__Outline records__
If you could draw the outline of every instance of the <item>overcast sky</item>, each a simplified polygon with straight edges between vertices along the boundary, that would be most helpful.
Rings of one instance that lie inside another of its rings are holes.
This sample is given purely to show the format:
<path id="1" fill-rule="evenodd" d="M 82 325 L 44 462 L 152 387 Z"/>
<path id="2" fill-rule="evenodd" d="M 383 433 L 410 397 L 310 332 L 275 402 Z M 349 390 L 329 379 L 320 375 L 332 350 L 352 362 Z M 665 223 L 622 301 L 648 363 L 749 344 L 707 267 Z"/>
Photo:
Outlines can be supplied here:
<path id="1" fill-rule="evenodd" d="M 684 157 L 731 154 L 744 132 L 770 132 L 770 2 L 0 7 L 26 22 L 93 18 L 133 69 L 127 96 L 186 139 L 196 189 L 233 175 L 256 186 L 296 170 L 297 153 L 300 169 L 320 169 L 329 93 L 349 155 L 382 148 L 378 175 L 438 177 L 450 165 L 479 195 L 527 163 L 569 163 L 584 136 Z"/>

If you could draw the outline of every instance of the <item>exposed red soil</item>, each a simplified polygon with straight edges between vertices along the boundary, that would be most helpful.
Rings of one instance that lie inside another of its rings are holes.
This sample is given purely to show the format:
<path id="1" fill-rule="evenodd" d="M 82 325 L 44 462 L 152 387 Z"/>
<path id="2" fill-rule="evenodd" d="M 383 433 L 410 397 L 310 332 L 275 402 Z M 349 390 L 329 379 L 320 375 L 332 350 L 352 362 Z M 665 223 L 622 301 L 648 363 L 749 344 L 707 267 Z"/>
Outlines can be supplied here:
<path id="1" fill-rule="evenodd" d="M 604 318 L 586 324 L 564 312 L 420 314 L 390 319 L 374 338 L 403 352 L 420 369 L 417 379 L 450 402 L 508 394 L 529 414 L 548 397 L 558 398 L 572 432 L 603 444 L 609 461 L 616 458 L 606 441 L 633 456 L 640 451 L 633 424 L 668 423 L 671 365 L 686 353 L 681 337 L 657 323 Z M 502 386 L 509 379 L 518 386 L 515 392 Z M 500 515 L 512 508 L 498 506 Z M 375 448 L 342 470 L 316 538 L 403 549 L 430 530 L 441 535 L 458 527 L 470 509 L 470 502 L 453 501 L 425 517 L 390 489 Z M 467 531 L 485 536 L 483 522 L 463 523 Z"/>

__WHAT YOU WILL DO__
Please render every line of the records above as a JSON list of strings, one string per line, leaving out blank lines.

__SOLUTION__
[
  "If you could draw the outline of every instance of the <item>overcast sky</item>, each a simplified polygon with straight edges between vertices along the boundary, that would be most helpful.",
  "Rings of one instance that lie inside another of its rings are holes.",
  "This sample is given purely to show the format:",
  "<path id=\"1\" fill-rule=\"evenodd\" d=\"M 82 325 L 44 462 L 152 387 Z\"/>",
  "<path id=\"2\" fill-rule=\"evenodd\" d=\"M 383 433 L 410 397 L 310 332 L 275 402 Z M 349 390 L 329 379 L 320 375 L 332 350 L 352 362 Z M 665 223 L 622 301 L 648 363 L 749 344 L 707 267 Z\"/>",
  "Photo:",
  "Outlines can be supplied here:",
  "<path id=\"1\" fill-rule=\"evenodd\" d=\"M 684 157 L 731 154 L 744 132 L 770 132 L 770 2 L 0 7 L 26 22 L 93 18 L 133 69 L 127 96 L 186 139 L 196 189 L 233 175 L 256 186 L 296 170 L 297 153 L 300 169 L 320 169 L 329 93 L 349 155 L 382 148 L 378 175 L 438 177 L 450 165 L 479 195 L 527 163 L 569 163 L 584 136 Z\"/>",
  "If you could draw the outline of every instance of the <item>exposed red soil</item>, each a simplified polygon with straight edges between vertices along the boundary, that would be most helpful.",
  "Rings of one instance that lie inside another of its rings are holes.",
  "This sample is given purely to show the format:",
  "<path id=\"1\" fill-rule=\"evenodd\" d=\"M 82 325 L 44 462 L 152 387 Z\"/>",
  "<path id=\"2\" fill-rule=\"evenodd\" d=\"M 383 433 L 410 397 L 310 332 L 275 402 Z M 349 390 L 329 379 L 320 375 L 332 350 L 352 362 Z M 665 223 L 622 301 L 648 363 L 749 344 L 707 267 Z\"/>",
  "Outlines can be supplied here:",
  "<path id=\"1\" fill-rule=\"evenodd\" d=\"M 604 318 L 586 324 L 564 312 L 420 314 L 390 319 L 374 338 L 403 352 L 420 369 L 417 379 L 450 402 L 508 394 L 529 414 L 548 397 L 558 398 L 572 432 L 603 444 L 609 461 L 616 458 L 606 441 L 633 456 L 640 451 L 633 424 L 668 423 L 671 365 L 686 353 L 681 337 L 657 323 Z M 502 386 L 509 379 L 518 386 L 515 392 Z M 500 515 L 512 508 L 498 506 Z M 375 448 L 342 470 L 316 538 L 403 549 L 430 530 L 441 535 L 458 527 L 470 509 L 470 502 L 453 501 L 425 517 L 390 489 Z M 467 531 L 485 536 L 483 522 L 463 523 Z\"/>"
]